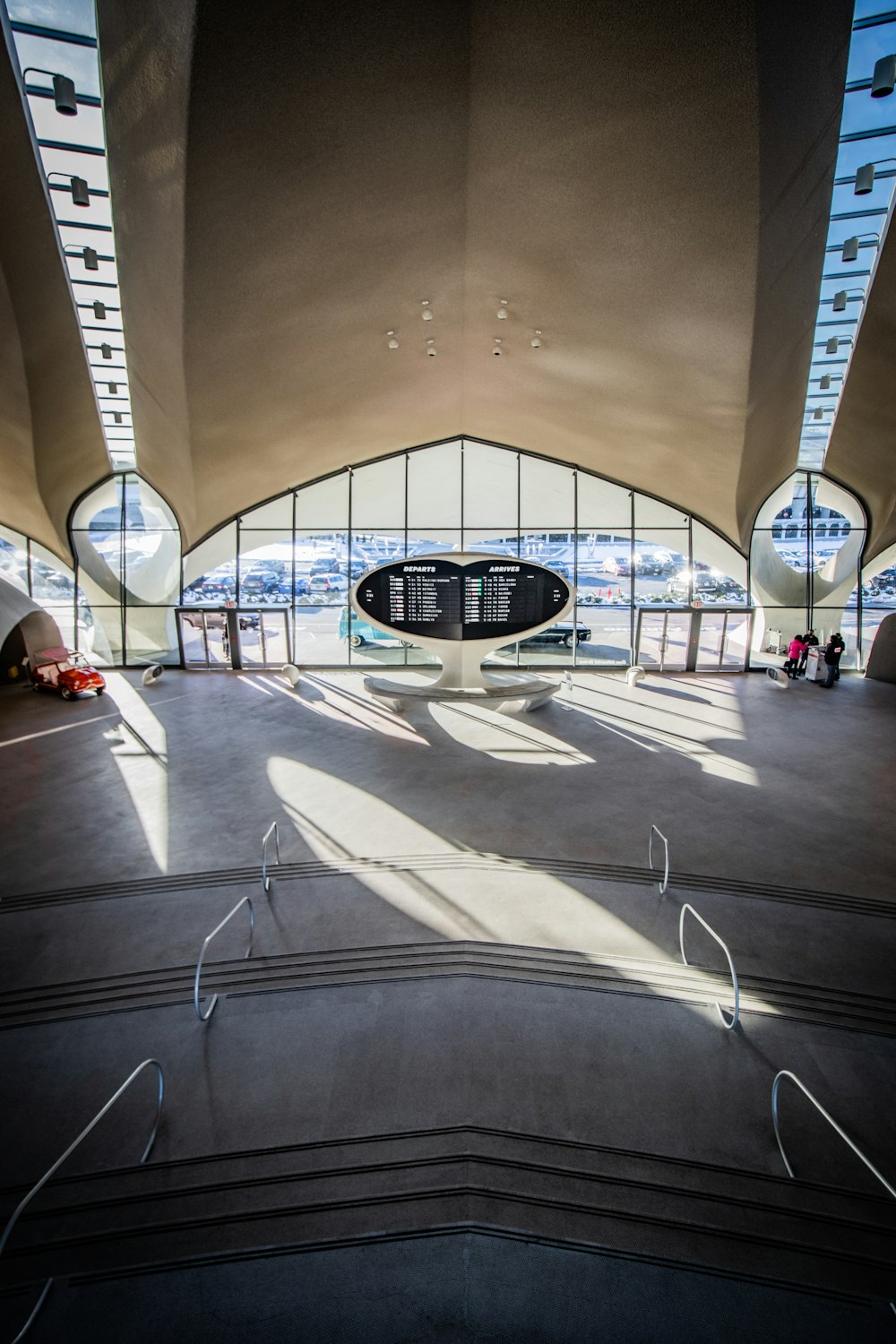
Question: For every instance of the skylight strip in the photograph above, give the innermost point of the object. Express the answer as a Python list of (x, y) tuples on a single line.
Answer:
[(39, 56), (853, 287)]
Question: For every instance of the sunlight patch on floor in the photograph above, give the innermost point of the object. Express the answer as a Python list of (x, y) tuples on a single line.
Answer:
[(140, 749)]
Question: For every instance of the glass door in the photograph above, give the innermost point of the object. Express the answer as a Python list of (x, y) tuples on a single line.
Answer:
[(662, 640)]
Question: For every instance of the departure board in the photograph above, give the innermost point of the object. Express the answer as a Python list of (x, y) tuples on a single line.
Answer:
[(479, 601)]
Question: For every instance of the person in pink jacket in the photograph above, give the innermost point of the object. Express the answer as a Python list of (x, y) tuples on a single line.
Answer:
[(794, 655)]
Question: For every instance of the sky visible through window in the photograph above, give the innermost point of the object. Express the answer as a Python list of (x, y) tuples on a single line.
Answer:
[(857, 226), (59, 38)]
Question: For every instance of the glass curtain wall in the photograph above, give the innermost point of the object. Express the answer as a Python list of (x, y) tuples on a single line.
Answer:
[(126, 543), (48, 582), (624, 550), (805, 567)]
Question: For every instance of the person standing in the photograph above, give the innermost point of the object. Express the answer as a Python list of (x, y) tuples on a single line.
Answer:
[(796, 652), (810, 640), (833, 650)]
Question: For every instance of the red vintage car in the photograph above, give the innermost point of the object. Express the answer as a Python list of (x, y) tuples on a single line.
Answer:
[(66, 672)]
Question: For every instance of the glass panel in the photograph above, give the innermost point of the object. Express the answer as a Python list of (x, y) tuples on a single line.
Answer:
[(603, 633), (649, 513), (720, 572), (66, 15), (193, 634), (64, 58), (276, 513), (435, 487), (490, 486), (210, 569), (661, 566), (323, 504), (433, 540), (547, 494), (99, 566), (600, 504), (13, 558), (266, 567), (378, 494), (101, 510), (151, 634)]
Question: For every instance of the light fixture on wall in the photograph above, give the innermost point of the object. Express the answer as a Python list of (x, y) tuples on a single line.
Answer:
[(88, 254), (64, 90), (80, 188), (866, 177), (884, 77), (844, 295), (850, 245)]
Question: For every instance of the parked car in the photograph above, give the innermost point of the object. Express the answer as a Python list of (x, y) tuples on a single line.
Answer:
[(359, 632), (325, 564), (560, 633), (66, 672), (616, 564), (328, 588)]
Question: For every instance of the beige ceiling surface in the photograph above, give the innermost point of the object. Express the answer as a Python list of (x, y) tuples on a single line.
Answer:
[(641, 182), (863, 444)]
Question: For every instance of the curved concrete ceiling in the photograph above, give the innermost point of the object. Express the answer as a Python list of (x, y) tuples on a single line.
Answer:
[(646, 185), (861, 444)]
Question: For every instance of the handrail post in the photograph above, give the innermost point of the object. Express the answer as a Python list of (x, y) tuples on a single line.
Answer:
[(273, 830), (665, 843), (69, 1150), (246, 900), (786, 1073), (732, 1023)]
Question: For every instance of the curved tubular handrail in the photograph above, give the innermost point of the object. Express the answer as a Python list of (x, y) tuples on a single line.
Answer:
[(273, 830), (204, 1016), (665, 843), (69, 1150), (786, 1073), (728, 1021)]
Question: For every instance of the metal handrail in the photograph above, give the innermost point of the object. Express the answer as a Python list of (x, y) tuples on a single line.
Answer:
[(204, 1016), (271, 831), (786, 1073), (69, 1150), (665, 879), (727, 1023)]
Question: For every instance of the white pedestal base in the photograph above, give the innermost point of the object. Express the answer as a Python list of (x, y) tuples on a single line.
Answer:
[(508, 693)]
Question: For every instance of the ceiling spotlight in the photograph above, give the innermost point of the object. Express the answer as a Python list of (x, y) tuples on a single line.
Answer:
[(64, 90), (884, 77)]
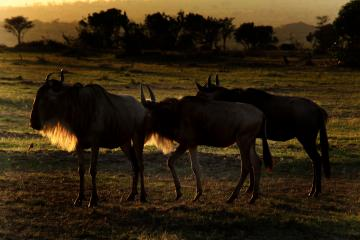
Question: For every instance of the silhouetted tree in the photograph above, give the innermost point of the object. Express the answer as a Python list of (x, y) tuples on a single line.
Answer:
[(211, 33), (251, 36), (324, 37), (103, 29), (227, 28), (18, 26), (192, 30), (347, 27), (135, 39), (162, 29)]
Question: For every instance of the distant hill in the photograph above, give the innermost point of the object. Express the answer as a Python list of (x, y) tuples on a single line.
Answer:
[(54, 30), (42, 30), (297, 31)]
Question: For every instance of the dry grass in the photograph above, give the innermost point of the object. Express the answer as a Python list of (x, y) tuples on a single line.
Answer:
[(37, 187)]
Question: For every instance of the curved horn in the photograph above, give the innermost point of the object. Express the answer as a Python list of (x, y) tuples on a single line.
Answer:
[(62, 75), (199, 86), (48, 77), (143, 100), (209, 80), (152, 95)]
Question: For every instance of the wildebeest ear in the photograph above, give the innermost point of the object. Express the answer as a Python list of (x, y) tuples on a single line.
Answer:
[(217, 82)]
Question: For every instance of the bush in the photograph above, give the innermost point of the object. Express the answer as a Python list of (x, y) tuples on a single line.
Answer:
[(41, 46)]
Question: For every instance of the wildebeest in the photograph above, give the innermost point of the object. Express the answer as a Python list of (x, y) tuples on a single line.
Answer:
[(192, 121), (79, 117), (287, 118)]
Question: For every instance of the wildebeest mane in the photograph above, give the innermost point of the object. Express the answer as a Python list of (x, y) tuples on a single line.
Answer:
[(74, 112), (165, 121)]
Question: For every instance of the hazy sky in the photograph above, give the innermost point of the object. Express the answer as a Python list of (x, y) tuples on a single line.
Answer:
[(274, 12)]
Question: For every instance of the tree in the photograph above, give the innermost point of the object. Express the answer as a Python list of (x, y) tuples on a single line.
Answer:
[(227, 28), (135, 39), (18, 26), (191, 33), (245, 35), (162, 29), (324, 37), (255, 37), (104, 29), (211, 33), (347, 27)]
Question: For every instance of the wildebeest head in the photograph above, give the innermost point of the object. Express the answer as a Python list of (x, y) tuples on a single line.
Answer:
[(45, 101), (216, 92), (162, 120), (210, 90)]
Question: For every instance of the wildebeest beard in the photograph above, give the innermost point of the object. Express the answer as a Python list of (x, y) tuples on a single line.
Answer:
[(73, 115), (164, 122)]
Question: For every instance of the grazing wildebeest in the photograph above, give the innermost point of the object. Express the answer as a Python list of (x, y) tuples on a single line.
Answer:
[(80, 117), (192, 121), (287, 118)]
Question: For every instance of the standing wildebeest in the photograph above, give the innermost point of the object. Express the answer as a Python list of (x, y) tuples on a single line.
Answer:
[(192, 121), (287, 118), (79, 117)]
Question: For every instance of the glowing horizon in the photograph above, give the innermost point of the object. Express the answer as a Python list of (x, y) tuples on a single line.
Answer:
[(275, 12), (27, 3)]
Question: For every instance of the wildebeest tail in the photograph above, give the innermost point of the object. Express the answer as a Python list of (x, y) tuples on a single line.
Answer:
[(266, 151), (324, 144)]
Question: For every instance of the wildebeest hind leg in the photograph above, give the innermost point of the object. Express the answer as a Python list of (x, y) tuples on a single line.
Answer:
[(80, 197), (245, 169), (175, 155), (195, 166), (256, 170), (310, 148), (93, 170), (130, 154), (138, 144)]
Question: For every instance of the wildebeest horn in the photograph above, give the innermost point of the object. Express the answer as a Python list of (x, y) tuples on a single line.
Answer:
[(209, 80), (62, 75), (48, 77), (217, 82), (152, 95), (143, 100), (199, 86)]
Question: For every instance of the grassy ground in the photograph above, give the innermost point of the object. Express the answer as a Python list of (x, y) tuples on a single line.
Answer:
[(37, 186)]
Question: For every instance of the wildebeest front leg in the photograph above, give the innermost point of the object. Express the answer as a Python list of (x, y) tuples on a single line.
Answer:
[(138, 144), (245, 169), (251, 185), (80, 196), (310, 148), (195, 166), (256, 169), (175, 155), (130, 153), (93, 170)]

**DIRECTIVE:** Extract the full listing above verbatim; pictures are to be left out of the copy.

**ANSWER TO THE PROBLEM:**
Question: For every instance of the skylight strip in the photograph above, give the innermost point of the object. Express the answer as a Python list of (x, y) tuples on a single line.
Answer:
[(39, 56), (853, 287)]
Question: For every instance of the sunlight patch on floor in the photograph above, give the innermost point of the object. Express the answer as a Python list of (x, y) tuples on a single line.
Answer:
[(140, 749)]
Question: For every instance of the glass door in the photograph above, give the innermost point of the object. Express the answer as a Python list of (x, y) tuples on a single line.
Answer:
[(662, 640)]
Question: For every instance of the departure board in the photograph above, give the innermost point of the object. Express the answer as a Python list of (x, y) tuples on a single line.
Answer:
[(479, 601)]
Question: For every instance of the person in pink jacket in the photograph above, give the innermost point of the object. Express the answer as a Python list of (x, y) tuples on a single line.
Answer:
[(794, 655)]
Question: For every instance of the sky visible through window in the photograph above, give the innermost point of the object. Express the answer as a Python list of (x, y) tuples on a single line.
Answer:
[(857, 226), (59, 38)]
Question: For every instance of the glass curtain wall in the photograph above, give the innermost point of the object. Express the answer as a Python list of (x, y) tuples on a single line.
Answer:
[(126, 543), (48, 582), (624, 550), (805, 567)]
Question: For every instance of the person standing in the photograph above, give the innermost point of the object. Express the answer as a Python list of (x, y) tuples on a single line.
Answer:
[(796, 652), (810, 640), (833, 650)]
Question: For every instance of the red vintage car in the photograph above, give the innermost point of the object. Express the answer as a Python list of (x, y) tuples on a single line.
Answer:
[(66, 672)]
Question: For every instance of the glass panel in the photograph above, give the innermost point of the object. Express the answer as a Python list of (x, y) tuples on a single line.
Answer:
[(603, 633), (649, 513), (720, 572), (66, 15), (193, 634), (64, 58), (276, 513), (435, 487), (490, 486), (210, 569), (661, 566), (323, 504), (433, 540), (547, 494), (99, 566), (600, 504), (13, 558), (266, 567), (378, 494), (101, 510), (151, 634)]
Question: For every instance of the light fixture on wall in the photograph above, give the innermost point of the object. Express the answer as a Python list of (x, y) tuples on a single line.
Answer:
[(88, 254), (64, 90), (80, 188), (866, 177), (884, 77), (844, 295), (850, 245)]
Question: For every instance of the parked car in the photograph above, give the innermost point of the object. Express the answer as a Python list of (x, y) tuples on a single line.
Answer:
[(359, 632), (325, 564), (560, 633), (66, 672), (616, 564), (328, 588)]
Question: For every instance of the beige ceiling surface in the photograph above, give the innermost point of the object. Express the answer as a Python list of (x, y) tuples on a single line.
Answer:
[(641, 182), (863, 444)]
Question: For every instance of the curved concrete ceiling in the photograph above, give the innermost point of the object. Express the answer as a Python list of (x, y) tuples on a single line.
Answer:
[(646, 185), (861, 444)]
Question: For every instance of the handrail post in the photograph above, give the innermost point of the object. Express the answer as a Python list of (x, y) tuples on a single line.
Answer:
[(273, 830), (665, 843), (69, 1150), (246, 900), (786, 1073), (732, 1023)]
Question: For every instance of the curved tubular handrail in the photograph above, give the innermost point of the object. Express the answer as a Python list of (x, y) tuples on a single line.
Answer:
[(273, 830), (204, 1016), (665, 843), (69, 1150), (786, 1073), (728, 1021)]
Question: For every instance of the metal handrail in the photograph above, give the innermost point of the object. Express the answer as a Python list of (x, y) tuples on a single line.
Answer:
[(204, 1016), (271, 831), (786, 1073), (69, 1150), (665, 879), (727, 1023)]
Question: For every instance of the white pedestal base in the photograph above, give the innermost point of the object. Express the answer as a Python list of (x, y) tuples on a single line.
Answer:
[(508, 693)]
Question: For every instance of the ceiling spotlight in the photograph above, give the innermost point of the object. Express the answer as a Python list of (x, y) tuples on a single line.
Answer:
[(64, 90), (884, 77)]
Question: For every instance of the silhouetted tree in the photograph above, give the innermost point of the object. Express the answer as a Python list of (x, y) tuples on a single line.
Answer:
[(211, 33), (251, 36), (324, 37), (103, 29), (227, 28), (18, 26), (192, 30), (347, 27), (135, 39), (162, 29)]
Question: For every instance of the distant hill in the photograph above, give the innermost point of the object. Express the answer as a Python list of (x, y) tuples on a single line.
Answer:
[(54, 30), (42, 30), (297, 31)]
Question: For every instance of the dry grass in the photograph above, give the innermost point of the object. Express the answer as a Python list of (x, y) tuples on a single line.
Answer:
[(37, 187)]
Question: For every instance of the curved horn in the photograph above, give the innermost point of the object. Express the answer as a Python list of (x, y) tuples on a single line.
Answer:
[(62, 75), (199, 86), (48, 77), (143, 100), (209, 80), (152, 95)]
Question: For every instance of the wildebeest ear in the photograph above, give the innermost point of the object. Express the answer as a Python list of (x, y) tuples on a single line.
Answer:
[(217, 82)]
Question: For every instance of the bush in the photograph above, give the innermost point of the object. Express the answer as a Python list of (x, y) tuples on a single line.
Answer:
[(41, 46)]
Question: For every instance of the wildebeest in the photograph above, give the innermost point of the object. Express the answer as a Python list of (x, y) tuples on a single line.
Answer:
[(192, 121), (79, 117), (287, 118)]
Question: For every instance of the wildebeest mane in the photograph above, give the innermost point of the object. Express the answer as a Python list of (x, y) tuples on a single line.
Answer:
[(74, 112), (165, 121)]
Question: For every instance of the hazy sky in the photograph above, give the innermost point of the object. Express the answer as a Python list of (x, y) tuples on a single line.
Answer:
[(274, 12)]
Question: For every instance of the tree in the photograph above, give the innermost point of the object. Express the answer as a Python list of (x, y) tuples on a single line.
Answer:
[(227, 28), (135, 39), (18, 26), (191, 33), (245, 35), (162, 29), (324, 37), (255, 37), (104, 29), (211, 33), (347, 27)]
Question: For every instance of the wildebeest head in the photograph above, give the innermost point of the object. Express the answer as a Python list of (x, y) tuples on a single line.
Answer:
[(45, 101), (216, 92), (162, 120), (210, 90)]
Question: For every instance of the wildebeest beard in the photograph above, give the innermost point of the object. Express the answer as a Python list of (x, y) tuples on a single line.
Answer:
[(73, 115), (164, 122)]
Question: For every instance of the grazing wildebeest in the photograph above, give the innermost point of the object. Express the answer as a Python list of (x, y) tuples on a single line.
Answer:
[(80, 117), (192, 121), (287, 118)]
Question: For every instance of the standing wildebeest in the photograph above, give the innermost point of the object. Express the answer as a Python list of (x, y) tuples on a single line.
Answer:
[(192, 121), (287, 118), (79, 117)]
Question: For every instance of the glowing horizon in the photograph above, give the innermost point of the object. Express the answer as a Python list of (x, y) tuples on a single line.
Answer:
[(275, 12), (27, 3)]
Question: For every instance of the wildebeest tail in the photograph above, give the innermost point of the object. Express the answer as a Python list of (x, y) tuples on a single line.
Answer:
[(266, 151), (324, 144)]
Question: For every instance of the wildebeest hind leg in the photograph above, give the innermost point of the object. Express the answer as a Python list of (x, y) tuples on a single line.
Answer:
[(80, 197), (245, 169), (175, 155), (195, 166), (256, 170), (310, 148), (93, 170), (130, 154), (138, 144)]
Question: For every instance of the wildebeest horn in the photograph above, give the innermost point of the object. Express the answer as a Python list of (x, y) tuples on a single line.
Answer:
[(209, 80), (62, 75), (48, 77), (217, 82), (152, 95), (143, 100), (199, 86)]
Question: For every instance of the grassy ground in the photograph above, give the innermost point of the object. Express the answer as a Python list of (x, y) tuples on a single line.
Answer:
[(37, 186)]
Question: For every instance of the wildebeest front leg in the photograph above, give the innermost point of the object. Express the answer as a Python list of (x, y) tuples on a single line.
Answer:
[(138, 144), (245, 169), (251, 185), (80, 196), (310, 148), (195, 166), (256, 169), (175, 155), (130, 153), (93, 170)]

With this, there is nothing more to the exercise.